- **TEXT EXCERPT**:
■ ■ ■ ■

Looking back: Tears, shouts of joy at the Hungarian border in 1989

20th August 2009, Comments 0 comments

On August 19, 1989, a PanEuropean Picnic was organised near the Austro-Hungarian border to celebrate the dismantling of the fence that had for over two decades divided the West from the Communist bloc.

Sopron -- Former border guards and East Germans who broke through the Austro-Hungarian border in August 1989 in the dying days of the Cold War, recall the now historic escape 20 years on.

"I saw about a hundred people walking towards me: women with children, older people -- they really did not look like the official delegation we had been expecting," said Arpad Bella, the commanding border officer on duty on the Hungarian side on August 19, 1989.

"I had a few seconds to decide what to do: but seeing that crowd a few metres from liberty I knew if I tried to stop them, I would only ignite a bomb," Bella said Tuesday at a conference in Sopron to discuss the events of 20 years ago.

On August 19, 1989, a PanEuropean Picnic was organised near the Austro-Hungarian border to celebrate the dismantling of the fence that had for over two decades divided the West from the Communist bloc.

The fence had started being taken down in May and on August 19, the border was to be opened for three hours.

But minutes before the gates were opened, a crowd of East Germans broke through and made the dash over the border to freedom.

Bella said about 200 people passed him by as he and his colleagues faced west, pretending they did not see the East Germans arriving from the other direction.

"We left the car on the side of the road and followed a young Hungarian who said, 'This way, this way'," said Dirk Mennenga, one of the East German escapees who crossed the border that day.

"By the time we really started to follow him we were already on the other side of the border," the now 60-year-old surgeon said.

Johann Goeltl was the commander of the border guards on the Austrian side.

"The young children ducked under the bar, women pushed prams, elder people wept, the young shouted out of happiness," he recalled.

The East Germans, most of whom had come to Hungary that summer in the hope of making their escape to the west, crossed the border in three groups until about 200 troops arrived on the Hungarian side to seal it again by 6:00 pm.

■ ■ ■ ■

- **SOURCE MATERIAL**:
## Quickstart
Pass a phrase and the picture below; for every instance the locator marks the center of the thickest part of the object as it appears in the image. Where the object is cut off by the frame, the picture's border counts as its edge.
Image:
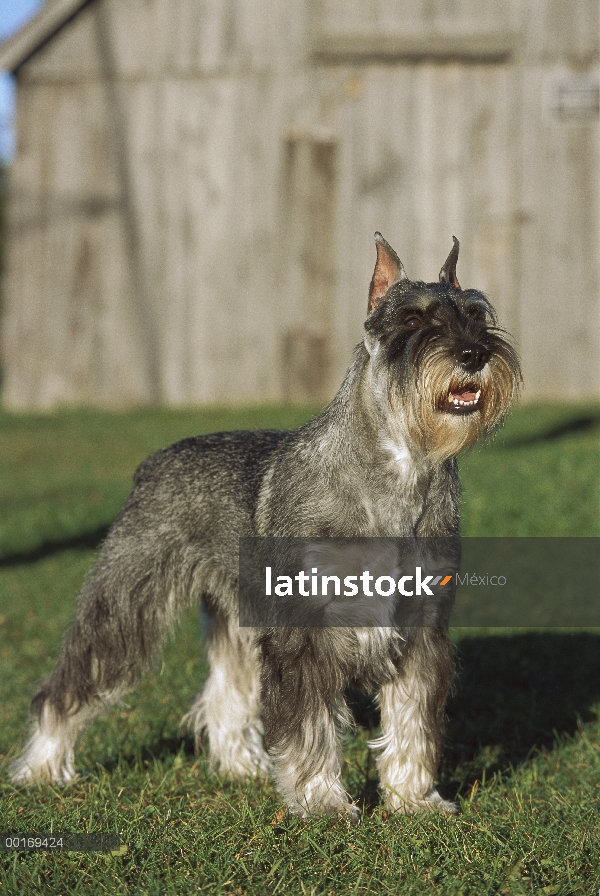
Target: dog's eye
(475, 312)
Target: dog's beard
(445, 408)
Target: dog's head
(438, 356)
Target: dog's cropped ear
(448, 272)
(388, 270)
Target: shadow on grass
(91, 539)
(514, 695)
(577, 425)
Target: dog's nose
(473, 356)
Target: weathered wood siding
(197, 184)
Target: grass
(522, 749)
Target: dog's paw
(45, 758)
(411, 805)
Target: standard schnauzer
(433, 373)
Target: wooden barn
(197, 183)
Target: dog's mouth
(462, 399)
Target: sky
(13, 15)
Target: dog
(433, 374)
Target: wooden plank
(42, 28)
(347, 48)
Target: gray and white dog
(432, 374)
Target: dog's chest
(396, 496)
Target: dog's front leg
(412, 706)
(303, 712)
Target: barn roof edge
(51, 17)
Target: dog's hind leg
(412, 706)
(227, 710)
(122, 618)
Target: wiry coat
(371, 464)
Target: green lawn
(522, 749)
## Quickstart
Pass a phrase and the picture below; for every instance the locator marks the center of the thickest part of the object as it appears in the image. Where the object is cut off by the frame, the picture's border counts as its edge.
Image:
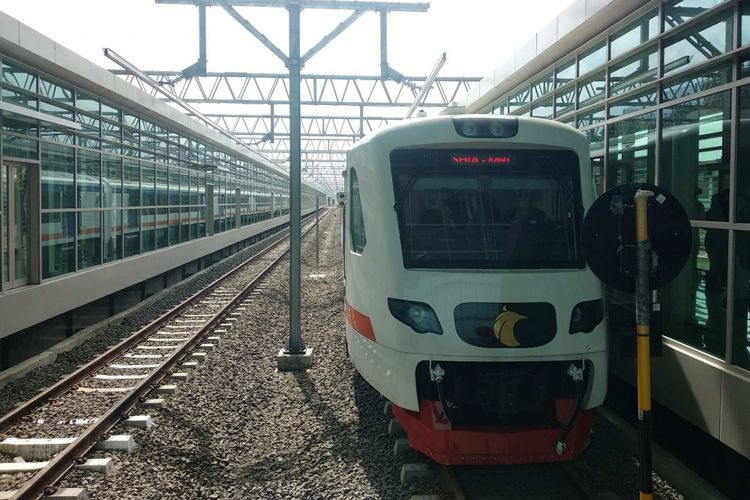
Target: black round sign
(609, 241)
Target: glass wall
(656, 103)
(124, 184)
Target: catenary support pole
(643, 338)
(317, 234)
(295, 324)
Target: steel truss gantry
(366, 103)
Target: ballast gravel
(238, 428)
(25, 388)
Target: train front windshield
(488, 209)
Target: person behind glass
(716, 243)
(528, 227)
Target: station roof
(571, 29)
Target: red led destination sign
(480, 159)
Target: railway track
(106, 389)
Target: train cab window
(357, 222)
(488, 209)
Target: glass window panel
(595, 136)
(201, 222)
(174, 186)
(741, 319)
(633, 71)
(63, 136)
(19, 77)
(542, 109)
(592, 58)
(131, 137)
(185, 224)
(20, 124)
(500, 107)
(110, 112)
(631, 150)
(518, 100)
(565, 73)
(85, 102)
(131, 232)
(162, 185)
(695, 153)
(743, 157)
(565, 102)
(744, 23)
(591, 118)
(635, 34)
(89, 238)
(694, 303)
(677, 12)
(112, 181)
(58, 165)
(542, 86)
(184, 187)
(56, 91)
(633, 103)
(112, 235)
(109, 147)
(174, 225)
(700, 43)
(20, 147)
(131, 120)
(148, 181)
(162, 227)
(55, 110)
(19, 98)
(88, 178)
(90, 125)
(131, 183)
(148, 223)
(58, 243)
(591, 89)
(697, 82)
(111, 131)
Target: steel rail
(65, 385)
(43, 481)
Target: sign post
(642, 336)
(637, 238)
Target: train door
(597, 174)
(15, 179)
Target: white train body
(446, 176)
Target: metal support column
(296, 346)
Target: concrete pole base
(287, 362)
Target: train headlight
(586, 315)
(417, 315)
(486, 126)
(469, 129)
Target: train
(468, 302)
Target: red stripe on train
(359, 322)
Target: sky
(473, 33)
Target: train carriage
(468, 302)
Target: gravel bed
(238, 428)
(25, 388)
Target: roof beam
(313, 4)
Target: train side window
(357, 224)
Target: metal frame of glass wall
(664, 97)
(124, 184)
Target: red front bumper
(430, 432)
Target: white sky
(474, 33)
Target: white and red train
(468, 303)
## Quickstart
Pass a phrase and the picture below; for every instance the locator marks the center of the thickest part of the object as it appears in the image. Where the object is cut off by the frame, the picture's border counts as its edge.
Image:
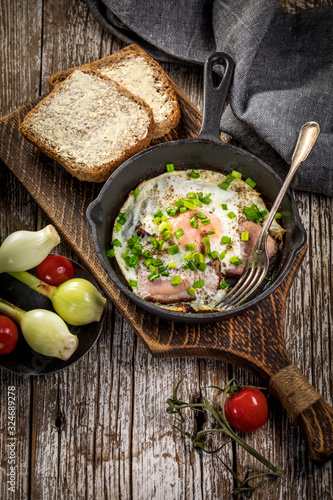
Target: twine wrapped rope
(290, 387)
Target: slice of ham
(248, 246)
(195, 235)
(160, 290)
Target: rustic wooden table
(99, 429)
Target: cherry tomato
(8, 335)
(247, 410)
(54, 270)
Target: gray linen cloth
(283, 74)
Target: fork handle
(306, 407)
(307, 138)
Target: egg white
(161, 192)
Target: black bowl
(23, 359)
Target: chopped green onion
(224, 285)
(157, 262)
(236, 175)
(224, 186)
(164, 225)
(173, 249)
(179, 203)
(195, 175)
(175, 280)
(199, 258)
(190, 246)
(227, 182)
(226, 240)
(132, 261)
(179, 233)
(116, 243)
(189, 205)
(191, 265)
(205, 199)
(199, 284)
(235, 260)
(194, 223)
(132, 241)
(122, 217)
(222, 254)
(200, 215)
(253, 213)
(250, 182)
(154, 275)
(137, 249)
(154, 242)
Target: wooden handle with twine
(306, 407)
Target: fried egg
(179, 235)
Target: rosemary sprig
(177, 407)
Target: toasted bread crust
(162, 124)
(100, 171)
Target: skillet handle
(306, 407)
(215, 96)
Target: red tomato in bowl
(55, 269)
(247, 410)
(8, 335)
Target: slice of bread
(89, 124)
(135, 70)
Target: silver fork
(257, 266)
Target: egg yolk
(196, 234)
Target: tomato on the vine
(8, 335)
(55, 269)
(247, 410)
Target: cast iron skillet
(206, 151)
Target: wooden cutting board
(253, 340)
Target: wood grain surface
(99, 429)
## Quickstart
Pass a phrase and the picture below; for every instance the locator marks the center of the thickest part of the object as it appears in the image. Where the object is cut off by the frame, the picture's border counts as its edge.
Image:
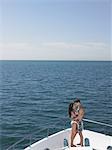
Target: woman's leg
(81, 138)
(73, 133)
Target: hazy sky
(55, 29)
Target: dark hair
(77, 100)
(70, 108)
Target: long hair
(70, 108)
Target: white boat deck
(97, 141)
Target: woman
(76, 113)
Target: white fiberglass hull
(96, 140)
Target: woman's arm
(80, 114)
(73, 133)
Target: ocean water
(34, 95)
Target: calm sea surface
(34, 95)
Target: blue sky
(55, 29)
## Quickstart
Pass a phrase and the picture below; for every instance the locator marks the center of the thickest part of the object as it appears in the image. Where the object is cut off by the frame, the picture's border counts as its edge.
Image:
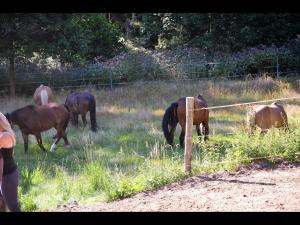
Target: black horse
(175, 113)
(81, 103)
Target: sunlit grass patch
(129, 154)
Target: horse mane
(44, 97)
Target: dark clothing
(9, 189)
(10, 180)
(9, 162)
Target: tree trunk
(12, 83)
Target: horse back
(32, 119)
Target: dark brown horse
(176, 113)
(266, 117)
(81, 103)
(35, 119)
(43, 95)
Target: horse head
(8, 117)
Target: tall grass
(129, 153)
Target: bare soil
(258, 187)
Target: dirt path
(249, 189)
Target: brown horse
(81, 103)
(176, 113)
(43, 95)
(266, 117)
(33, 120)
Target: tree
(23, 34)
(70, 38)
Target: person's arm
(1, 167)
(6, 140)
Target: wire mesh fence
(100, 77)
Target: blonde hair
(5, 126)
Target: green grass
(129, 154)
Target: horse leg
(198, 132)
(205, 130)
(181, 138)
(25, 138)
(172, 131)
(83, 119)
(64, 135)
(53, 146)
(39, 141)
(74, 119)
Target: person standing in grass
(9, 174)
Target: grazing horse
(43, 95)
(33, 120)
(81, 103)
(266, 117)
(176, 113)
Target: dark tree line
(77, 38)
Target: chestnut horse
(176, 113)
(33, 120)
(266, 117)
(43, 95)
(81, 103)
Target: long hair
(44, 97)
(169, 118)
(5, 126)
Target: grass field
(128, 154)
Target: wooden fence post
(188, 134)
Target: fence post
(277, 69)
(188, 134)
(110, 78)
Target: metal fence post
(110, 78)
(277, 69)
(188, 134)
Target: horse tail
(92, 108)
(169, 118)
(44, 97)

■ ■ ■ ■

- **TO DO**:
Continue the account of the 1989 escape across the Austro-Hungarian border, picking up right after its last sentence.

- **TASK RESULT**:
"A woman came to me and pleaded to help get her child, who got stuck on the Hungarian side," Goeltl said.

"So I walked over to the Hungarian colleagues, got the child, walked with him toward the border and told him to run to his mother when we got close."

The organisers of the picnic, who witnessed part of the escape, still remember the atmosphere of that day.

"We saw such a display of human spirit on the part of the border guards and the Germans that we haven't seen since," said one of them, Ferenc Meszaros.

Former premier Miklos Nemeth revealed on Tuesday that Hungary's leadership was testing Moscow's reactions when it did nothing to stop the exodus.

"This was a test to see whether what (Soviet leader Mikhail) Gorbachev had told me in March held true, or whether the Soviet Union would respond by ordering several of its battalions stationed in Hungary to intervene," Nemeth told AFP in Sopron.

"I knew that if news spread about this long-closed, rusty gate being opened, the East Germans in Hungary would surely know about it," the then reform-communist prime minister recalled.

In 1956, Hungary's popular uprising against communist power had been put down by Soviet tanks.

But Soviet leader Mikhail Gorbachev had told Nemeth in March 1989 that he would not use military force to keep Hungary's communist regime in power.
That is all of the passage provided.